Wamenkomdigi: Jurnalisme Harus Beradaptasi di Tengah Dominasi Algoritma dan AI
SinPo.id - Wakil Menteri Komunikasi dan Digital (Wamenkomdigi) Nezar Patria menyampaikan, transformasi platform digital saat ini telah mengubah ekologi media dan memaksa jurnalisme untuk beradaptasi. Karena, media kini tak hanya menyangkut isi atau kontennya saja, tetapi juga seberapa besar daya tariknya di mata algoritma.
"Sekarang yang terjadi di era platformisasi ini adalah sosial-medialogik. Sosial-medialogik itu ya bagaimana satu konten itu bisa visibilitasnya menjadi baik, lalu digerakkan oleh algoritma, dan lain-lain," kata Nezar dalam Seminar Hari Kebebasan Pers Sedunia 2025 bertajuk "Media Sustainability: Strengthening Democracy & Public Trust" di Taman Ismail Marzuki, Jakarta Pusat, Sabtu, 3 Mei 2025.
Nezar memaparkan, kondisi ini membuat banyak media tradisional kehilangan audiensnya karena publik beralih ke media sosial dan platform digital yang menyajikan informasi secara cepat, singkat, dan personal.
Konsekuensinya, terjadi percampuran antara fakta dan opini, yang membuka celah besar bagi misinformasi, disinformasi, dan hoaks. Platform digital secara tidak langsung membentuk komunitas baru dengan realitas yang dikonstruksi melalui algoritma.
Terlebih, saat ini orang tak lagi membaca berita dari situs resmi, melainkan melalui pesan WhatsApp, Facebook, Instagram, Tiktok, hingga messenger lainnya.
Dia menguraikan data dari Oxford Institute of Journalism yang5mencatat bahwa pada tahun 2025, sebanyak 63 persen masyarakat mengakses berita melalui media sosial, angka ini meningkat 12 persen dari tahun sebelumnya.

Informasi yang Diberikan
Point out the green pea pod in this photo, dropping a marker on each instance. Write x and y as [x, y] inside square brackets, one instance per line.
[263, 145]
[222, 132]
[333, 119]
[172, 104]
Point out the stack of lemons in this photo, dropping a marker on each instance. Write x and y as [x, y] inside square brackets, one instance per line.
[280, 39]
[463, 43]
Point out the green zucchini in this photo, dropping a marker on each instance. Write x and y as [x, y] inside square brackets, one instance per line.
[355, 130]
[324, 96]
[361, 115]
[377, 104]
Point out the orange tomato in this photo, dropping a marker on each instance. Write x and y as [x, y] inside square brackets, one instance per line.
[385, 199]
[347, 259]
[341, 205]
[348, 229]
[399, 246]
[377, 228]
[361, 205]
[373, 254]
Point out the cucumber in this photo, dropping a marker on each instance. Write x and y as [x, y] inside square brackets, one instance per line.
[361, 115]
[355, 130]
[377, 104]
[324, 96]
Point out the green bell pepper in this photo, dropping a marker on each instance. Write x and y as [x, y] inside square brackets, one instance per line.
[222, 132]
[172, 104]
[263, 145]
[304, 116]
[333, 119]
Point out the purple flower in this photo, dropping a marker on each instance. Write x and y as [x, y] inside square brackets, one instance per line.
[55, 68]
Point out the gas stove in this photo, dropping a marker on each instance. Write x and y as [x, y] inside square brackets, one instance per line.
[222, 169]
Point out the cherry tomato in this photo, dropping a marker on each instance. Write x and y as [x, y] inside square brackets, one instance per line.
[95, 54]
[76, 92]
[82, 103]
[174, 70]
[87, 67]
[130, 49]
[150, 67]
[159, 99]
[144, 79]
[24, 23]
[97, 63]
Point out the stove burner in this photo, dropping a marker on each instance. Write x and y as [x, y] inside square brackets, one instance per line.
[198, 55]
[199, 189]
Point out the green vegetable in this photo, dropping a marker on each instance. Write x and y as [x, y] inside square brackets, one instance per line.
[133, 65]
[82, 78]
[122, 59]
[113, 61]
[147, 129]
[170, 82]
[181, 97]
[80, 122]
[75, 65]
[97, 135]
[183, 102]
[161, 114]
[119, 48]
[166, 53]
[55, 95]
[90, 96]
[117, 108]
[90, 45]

Telusuri Materi
1 – Menurut berita tentang adaptasi jurnalisme, di mana Seminar Hari Kebebasan Pers Sedunia 2025 diselenggarakan?
2 – Lanjutkan berita tentang adaptasi jurnalisme mulai dari titik terakhir yang ditampilkan.

Jawaban per Tugas
1 – Di Taman Ismail Marzuki, Jakarta Pusat.

2 –
Kendati demikian, menurut Nezar, masih ada upaya untuk mempertahankan jurnalisme berkualitas. Salah satu upaya yang dilakukan oleh mereka yang peduli dengan jurnalisme berkualitas yaitu berusaha mencari terobosan-terobosan model bisnis baru supaya media bisa bertahan, seperti mengenalkan konsep slow jurnalisme.
Namun eksperimen slow jurnalisme tersebut tidak mampu bertahan lantaran dihantam oleh pandemi COVID-19. Karena konsep tersebut bergantung pada dukungan pembaca yang pada pandemi COVID-19 lalu, juga terdampak secara ekonomi.
Dalam perkembangan lainnya, lanjut Nezar, teknologi kecerdasan buatan (AI) juga mulai mengubah lanskap media secara radikal. Beberapa platform besar bahkan mengembangkan AI newsroom yang mampu menulis berita dengan gaya berbagai media ternama.
Tantangan ini semakin kompleks, sebab satu orang kini dapat mengoperasikan puluhan kanal berita berbasis AI.
"Tantangan yang lebih besar adalah pada kepercayaan (trust). Apakah kita bisa percaya pada berita yang ditulis oleh AI? Bagaimana memastikan akurasi, integritas, dan kejujuran jurnalistik?" ujarnya.